THE PROBLEM: For this exercise, return all the data word for word, with images left out.

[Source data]
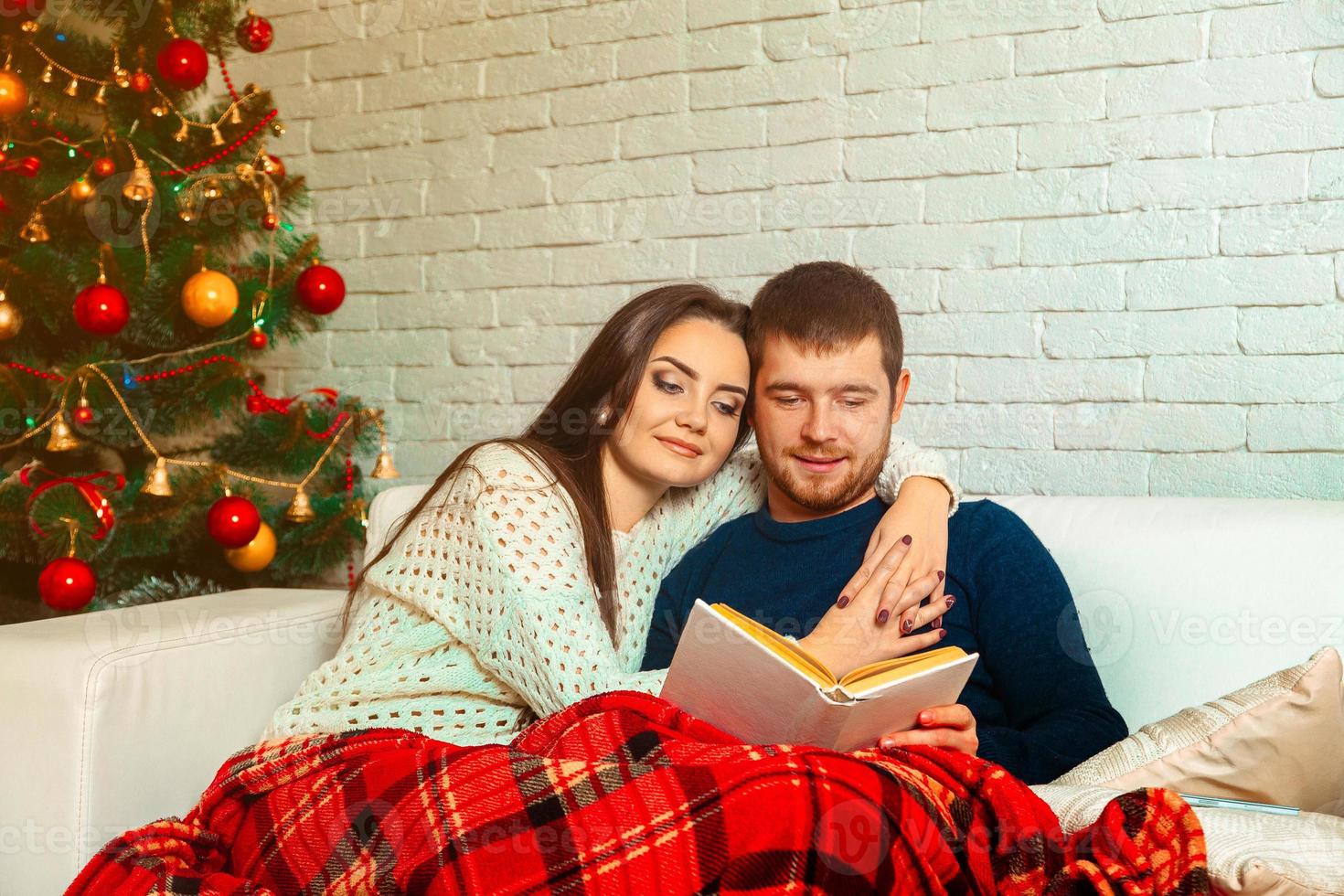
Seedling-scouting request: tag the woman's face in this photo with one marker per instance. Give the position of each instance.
(686, 411)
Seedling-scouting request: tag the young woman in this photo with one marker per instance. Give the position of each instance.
(525, 579)
(522, 586)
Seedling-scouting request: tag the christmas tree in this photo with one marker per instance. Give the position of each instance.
(146, 261)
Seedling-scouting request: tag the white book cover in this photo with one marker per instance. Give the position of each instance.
(729, 678)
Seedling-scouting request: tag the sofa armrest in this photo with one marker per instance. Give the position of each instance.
(120, 718)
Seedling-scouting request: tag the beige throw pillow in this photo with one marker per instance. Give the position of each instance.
(1275, 741)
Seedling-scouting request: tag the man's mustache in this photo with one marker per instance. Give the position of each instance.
(814, 453)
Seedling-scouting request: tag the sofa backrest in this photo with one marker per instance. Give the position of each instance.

WORKED SOLUTION:
Seedling-scouting request: tag the woman's face in this photo with one marker per instance. Give the position of each instance.
(686, 411)
Seedling-scouting request: tag the young woman in this photo with one marker per instance. Give the position of each instance.
(525, 579)
(522, 586)
Seedling-scouting request: tag the christmas tree in this photo with one marker per instance. Give the position of each instance.
(146, 261)
Seedling-scouting request: tag the white book cover in this photo with one marker per instance. Give the position of each instance.
(729, 678)
Seedling-scouting request: tag the sofa armrest in this photo with one marker per instance. Give the position of each instance.
(120, 718)
Seedling-scouting request: tag the beige throw pillow in this photo with one marker per instance. Give the position of each instance.
(1275, 741)
Seedling-scouting request: tag the man's mustache in this photo with one marker per instance. Give the position of each instance.
(814, 453)
Seedling-scouting request: tag the sofa backrest in this photo with one marker per instance. Give the position of each instance.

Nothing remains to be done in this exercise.